* [TASK BRIEF]: Pick out each line of the records below that contains the word "patterned" and copy it. Case counts.

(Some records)
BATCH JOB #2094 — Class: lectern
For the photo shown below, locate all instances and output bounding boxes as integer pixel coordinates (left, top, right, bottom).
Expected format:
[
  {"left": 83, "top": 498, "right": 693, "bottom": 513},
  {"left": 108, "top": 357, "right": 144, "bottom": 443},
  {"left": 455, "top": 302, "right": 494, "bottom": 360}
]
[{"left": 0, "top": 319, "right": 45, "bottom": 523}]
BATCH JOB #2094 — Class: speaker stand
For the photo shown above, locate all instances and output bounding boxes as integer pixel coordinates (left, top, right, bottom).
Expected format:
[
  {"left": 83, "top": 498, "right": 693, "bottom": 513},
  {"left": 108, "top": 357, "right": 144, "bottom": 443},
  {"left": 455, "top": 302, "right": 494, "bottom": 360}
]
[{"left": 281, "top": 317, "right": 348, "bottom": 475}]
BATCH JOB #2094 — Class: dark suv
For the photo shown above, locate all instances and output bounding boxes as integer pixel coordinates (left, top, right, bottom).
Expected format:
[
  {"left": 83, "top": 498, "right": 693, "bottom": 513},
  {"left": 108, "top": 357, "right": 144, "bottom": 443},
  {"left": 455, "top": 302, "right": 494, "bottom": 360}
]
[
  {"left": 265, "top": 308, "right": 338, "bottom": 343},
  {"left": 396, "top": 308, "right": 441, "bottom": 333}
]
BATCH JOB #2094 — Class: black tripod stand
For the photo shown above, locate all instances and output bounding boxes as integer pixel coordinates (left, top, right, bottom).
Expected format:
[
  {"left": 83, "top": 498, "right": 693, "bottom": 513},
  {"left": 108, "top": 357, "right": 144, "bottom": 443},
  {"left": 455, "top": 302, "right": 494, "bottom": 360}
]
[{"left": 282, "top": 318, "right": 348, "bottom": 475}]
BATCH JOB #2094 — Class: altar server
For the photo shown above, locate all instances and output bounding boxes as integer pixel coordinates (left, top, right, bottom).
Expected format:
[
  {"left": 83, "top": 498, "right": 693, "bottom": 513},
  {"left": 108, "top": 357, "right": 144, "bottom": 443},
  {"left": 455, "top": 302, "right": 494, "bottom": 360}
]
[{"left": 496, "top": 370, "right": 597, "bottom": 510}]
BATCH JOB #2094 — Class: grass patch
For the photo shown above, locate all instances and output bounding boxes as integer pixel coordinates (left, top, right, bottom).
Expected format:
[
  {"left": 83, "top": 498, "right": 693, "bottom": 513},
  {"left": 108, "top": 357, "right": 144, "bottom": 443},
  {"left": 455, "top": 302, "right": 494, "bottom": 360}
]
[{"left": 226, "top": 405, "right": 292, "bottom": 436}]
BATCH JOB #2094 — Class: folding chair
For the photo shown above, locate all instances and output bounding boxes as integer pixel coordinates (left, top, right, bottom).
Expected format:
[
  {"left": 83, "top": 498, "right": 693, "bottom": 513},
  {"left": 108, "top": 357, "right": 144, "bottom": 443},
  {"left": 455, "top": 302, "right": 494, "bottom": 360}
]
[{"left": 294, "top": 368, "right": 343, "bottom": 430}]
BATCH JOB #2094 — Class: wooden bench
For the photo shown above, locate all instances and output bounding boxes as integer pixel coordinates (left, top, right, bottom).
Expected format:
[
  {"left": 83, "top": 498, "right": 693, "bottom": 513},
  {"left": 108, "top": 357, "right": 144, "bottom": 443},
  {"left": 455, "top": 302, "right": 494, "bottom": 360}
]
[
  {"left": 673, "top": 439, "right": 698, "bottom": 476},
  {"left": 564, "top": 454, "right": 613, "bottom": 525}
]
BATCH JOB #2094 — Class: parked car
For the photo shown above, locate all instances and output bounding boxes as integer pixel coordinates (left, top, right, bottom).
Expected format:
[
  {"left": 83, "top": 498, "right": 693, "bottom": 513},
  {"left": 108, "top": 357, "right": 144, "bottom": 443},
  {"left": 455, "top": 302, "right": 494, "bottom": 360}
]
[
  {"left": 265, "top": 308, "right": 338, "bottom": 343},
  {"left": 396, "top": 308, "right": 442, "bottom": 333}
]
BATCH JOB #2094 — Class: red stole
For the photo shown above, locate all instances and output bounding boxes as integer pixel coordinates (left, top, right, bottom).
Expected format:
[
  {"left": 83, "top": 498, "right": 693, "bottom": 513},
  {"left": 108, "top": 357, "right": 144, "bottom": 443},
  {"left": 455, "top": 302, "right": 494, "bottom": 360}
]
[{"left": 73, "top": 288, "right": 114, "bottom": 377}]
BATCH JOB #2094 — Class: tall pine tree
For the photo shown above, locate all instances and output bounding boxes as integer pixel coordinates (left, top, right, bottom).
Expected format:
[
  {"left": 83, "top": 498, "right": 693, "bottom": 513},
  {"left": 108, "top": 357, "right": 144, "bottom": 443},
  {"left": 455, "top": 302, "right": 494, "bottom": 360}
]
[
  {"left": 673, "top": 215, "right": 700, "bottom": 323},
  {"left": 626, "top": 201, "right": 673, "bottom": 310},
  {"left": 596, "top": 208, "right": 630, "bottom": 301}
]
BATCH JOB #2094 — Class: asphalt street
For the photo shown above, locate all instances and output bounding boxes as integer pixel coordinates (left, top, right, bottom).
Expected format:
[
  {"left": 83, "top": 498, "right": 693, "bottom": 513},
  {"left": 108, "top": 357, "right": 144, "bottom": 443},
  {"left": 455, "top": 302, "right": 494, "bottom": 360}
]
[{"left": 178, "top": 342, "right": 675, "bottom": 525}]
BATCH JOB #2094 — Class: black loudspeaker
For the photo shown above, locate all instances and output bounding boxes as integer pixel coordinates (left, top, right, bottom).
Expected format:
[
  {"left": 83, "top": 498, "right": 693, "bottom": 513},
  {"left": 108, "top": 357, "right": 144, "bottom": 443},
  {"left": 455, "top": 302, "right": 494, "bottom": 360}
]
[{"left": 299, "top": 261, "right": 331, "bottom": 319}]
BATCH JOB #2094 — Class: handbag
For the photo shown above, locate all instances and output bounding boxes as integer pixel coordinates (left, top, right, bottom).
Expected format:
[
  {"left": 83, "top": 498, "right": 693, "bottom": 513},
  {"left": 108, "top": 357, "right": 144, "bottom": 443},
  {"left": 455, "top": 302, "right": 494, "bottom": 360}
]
--
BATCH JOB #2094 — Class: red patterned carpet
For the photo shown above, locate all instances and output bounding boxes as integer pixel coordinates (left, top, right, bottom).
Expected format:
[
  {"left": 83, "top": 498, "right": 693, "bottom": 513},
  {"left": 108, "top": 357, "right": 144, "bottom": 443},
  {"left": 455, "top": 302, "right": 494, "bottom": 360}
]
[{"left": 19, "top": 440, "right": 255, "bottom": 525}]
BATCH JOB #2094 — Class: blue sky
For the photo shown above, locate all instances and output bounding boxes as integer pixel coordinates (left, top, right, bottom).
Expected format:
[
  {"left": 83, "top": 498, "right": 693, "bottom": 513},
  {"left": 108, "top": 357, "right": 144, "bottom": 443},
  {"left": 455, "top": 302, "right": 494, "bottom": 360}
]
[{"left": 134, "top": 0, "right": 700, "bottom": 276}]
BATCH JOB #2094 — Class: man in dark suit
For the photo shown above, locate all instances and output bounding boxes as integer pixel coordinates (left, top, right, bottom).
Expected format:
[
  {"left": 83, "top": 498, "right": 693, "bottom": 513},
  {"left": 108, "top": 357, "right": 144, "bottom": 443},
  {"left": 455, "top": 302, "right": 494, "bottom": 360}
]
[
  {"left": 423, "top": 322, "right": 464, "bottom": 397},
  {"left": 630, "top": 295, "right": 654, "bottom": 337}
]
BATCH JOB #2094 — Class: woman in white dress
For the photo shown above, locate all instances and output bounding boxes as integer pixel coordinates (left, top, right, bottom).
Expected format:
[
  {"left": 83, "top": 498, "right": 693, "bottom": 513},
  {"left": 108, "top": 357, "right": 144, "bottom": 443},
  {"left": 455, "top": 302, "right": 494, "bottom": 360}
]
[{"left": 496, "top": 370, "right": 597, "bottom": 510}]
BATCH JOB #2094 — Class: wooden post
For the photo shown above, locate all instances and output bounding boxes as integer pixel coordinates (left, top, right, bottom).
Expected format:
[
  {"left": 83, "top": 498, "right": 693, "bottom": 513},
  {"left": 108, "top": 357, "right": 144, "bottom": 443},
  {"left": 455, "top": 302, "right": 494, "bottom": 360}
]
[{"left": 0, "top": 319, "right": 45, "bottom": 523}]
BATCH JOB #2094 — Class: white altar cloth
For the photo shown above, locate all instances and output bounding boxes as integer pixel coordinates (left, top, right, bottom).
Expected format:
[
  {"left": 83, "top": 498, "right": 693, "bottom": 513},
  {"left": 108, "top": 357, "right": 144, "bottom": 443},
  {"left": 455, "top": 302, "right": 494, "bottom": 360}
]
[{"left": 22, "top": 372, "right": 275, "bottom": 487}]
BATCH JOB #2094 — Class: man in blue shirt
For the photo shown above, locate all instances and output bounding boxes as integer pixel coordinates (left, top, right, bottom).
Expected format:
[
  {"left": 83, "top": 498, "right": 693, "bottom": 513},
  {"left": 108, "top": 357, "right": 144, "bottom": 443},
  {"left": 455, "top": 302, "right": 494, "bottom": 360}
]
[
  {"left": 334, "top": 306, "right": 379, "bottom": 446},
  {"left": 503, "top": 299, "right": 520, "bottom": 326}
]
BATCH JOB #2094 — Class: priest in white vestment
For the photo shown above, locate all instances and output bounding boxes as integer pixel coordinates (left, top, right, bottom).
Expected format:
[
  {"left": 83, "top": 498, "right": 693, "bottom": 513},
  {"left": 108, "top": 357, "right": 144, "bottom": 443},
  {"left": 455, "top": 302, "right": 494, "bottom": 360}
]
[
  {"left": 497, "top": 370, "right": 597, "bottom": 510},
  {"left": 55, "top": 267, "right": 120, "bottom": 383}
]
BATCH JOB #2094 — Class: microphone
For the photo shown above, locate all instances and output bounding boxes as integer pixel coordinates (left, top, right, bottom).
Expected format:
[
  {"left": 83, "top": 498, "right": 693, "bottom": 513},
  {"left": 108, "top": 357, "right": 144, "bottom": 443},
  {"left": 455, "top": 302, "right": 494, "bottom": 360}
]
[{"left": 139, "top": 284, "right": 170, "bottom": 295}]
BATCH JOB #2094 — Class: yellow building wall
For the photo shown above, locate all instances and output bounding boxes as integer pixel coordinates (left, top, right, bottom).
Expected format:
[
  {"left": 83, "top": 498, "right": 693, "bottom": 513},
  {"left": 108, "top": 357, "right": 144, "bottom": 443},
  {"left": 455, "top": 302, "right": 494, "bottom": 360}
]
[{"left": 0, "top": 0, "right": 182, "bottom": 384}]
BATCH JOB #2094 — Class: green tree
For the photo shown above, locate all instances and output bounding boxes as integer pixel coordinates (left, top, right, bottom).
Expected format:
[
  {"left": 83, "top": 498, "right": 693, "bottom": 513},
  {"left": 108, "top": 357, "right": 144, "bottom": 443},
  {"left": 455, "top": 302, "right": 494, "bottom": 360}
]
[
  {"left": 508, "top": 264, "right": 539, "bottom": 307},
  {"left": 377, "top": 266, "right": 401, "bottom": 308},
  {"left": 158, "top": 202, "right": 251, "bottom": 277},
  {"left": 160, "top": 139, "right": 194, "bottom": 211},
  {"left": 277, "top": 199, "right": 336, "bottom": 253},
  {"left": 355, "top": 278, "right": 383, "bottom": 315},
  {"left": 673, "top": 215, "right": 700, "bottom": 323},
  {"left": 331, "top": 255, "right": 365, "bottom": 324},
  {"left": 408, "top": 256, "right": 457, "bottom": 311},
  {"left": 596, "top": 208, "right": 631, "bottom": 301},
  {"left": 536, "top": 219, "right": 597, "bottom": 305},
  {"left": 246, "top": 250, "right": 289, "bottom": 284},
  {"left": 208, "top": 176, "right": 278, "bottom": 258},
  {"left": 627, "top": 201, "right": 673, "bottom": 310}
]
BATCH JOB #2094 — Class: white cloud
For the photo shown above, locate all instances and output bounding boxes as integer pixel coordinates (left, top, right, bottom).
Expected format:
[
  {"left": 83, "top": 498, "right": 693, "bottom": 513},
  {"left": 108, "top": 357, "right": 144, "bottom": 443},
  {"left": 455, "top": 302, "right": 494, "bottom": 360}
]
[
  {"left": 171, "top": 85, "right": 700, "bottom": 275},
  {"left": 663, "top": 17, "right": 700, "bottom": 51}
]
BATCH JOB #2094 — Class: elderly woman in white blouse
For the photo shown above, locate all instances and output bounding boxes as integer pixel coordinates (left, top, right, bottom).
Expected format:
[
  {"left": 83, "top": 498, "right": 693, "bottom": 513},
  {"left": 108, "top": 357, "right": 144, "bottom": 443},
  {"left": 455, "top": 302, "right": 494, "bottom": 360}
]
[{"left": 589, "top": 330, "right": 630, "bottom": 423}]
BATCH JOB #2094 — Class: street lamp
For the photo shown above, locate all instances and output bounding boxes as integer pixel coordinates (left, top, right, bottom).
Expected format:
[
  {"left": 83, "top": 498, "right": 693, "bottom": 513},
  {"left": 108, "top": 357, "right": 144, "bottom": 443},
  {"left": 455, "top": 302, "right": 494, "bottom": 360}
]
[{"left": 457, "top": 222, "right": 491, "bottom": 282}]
...
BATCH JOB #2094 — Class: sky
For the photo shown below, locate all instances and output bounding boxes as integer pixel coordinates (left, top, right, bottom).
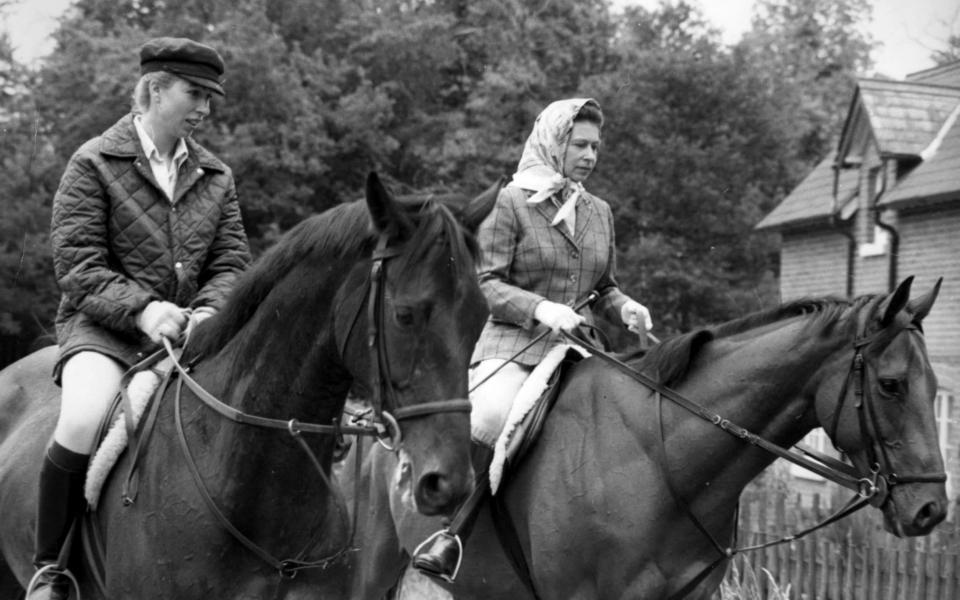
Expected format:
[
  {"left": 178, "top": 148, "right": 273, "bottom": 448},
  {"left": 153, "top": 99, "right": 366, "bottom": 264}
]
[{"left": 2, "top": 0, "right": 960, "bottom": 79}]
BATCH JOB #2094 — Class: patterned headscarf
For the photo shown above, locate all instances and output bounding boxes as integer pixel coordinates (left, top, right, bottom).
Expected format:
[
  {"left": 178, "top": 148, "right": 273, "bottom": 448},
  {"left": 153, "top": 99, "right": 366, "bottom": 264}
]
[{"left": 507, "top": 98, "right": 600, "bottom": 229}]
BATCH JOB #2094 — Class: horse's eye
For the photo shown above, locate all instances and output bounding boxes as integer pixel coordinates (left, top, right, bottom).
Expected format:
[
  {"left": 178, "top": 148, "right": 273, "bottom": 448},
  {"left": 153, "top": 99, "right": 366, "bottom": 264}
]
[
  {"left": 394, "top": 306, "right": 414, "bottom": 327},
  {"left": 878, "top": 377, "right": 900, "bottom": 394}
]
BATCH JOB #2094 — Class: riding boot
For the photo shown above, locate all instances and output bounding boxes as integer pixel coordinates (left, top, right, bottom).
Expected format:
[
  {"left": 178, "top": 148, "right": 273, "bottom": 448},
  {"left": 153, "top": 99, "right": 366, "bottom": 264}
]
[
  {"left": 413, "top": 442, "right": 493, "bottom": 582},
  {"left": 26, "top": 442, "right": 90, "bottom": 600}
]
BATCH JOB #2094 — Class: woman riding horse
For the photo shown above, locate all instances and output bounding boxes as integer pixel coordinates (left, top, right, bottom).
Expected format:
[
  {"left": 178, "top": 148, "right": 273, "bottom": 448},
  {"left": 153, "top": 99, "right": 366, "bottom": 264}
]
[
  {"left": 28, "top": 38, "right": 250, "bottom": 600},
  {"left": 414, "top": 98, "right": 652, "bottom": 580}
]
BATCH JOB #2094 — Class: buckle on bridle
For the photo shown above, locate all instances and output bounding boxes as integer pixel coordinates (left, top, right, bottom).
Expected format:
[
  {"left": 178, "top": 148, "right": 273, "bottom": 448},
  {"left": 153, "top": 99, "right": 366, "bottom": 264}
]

* [WORKED ANSWER]:
BATCH JOB #2094 — Class: red patterned carpet
BATCH JOB #2094 — Class: patterned headscarf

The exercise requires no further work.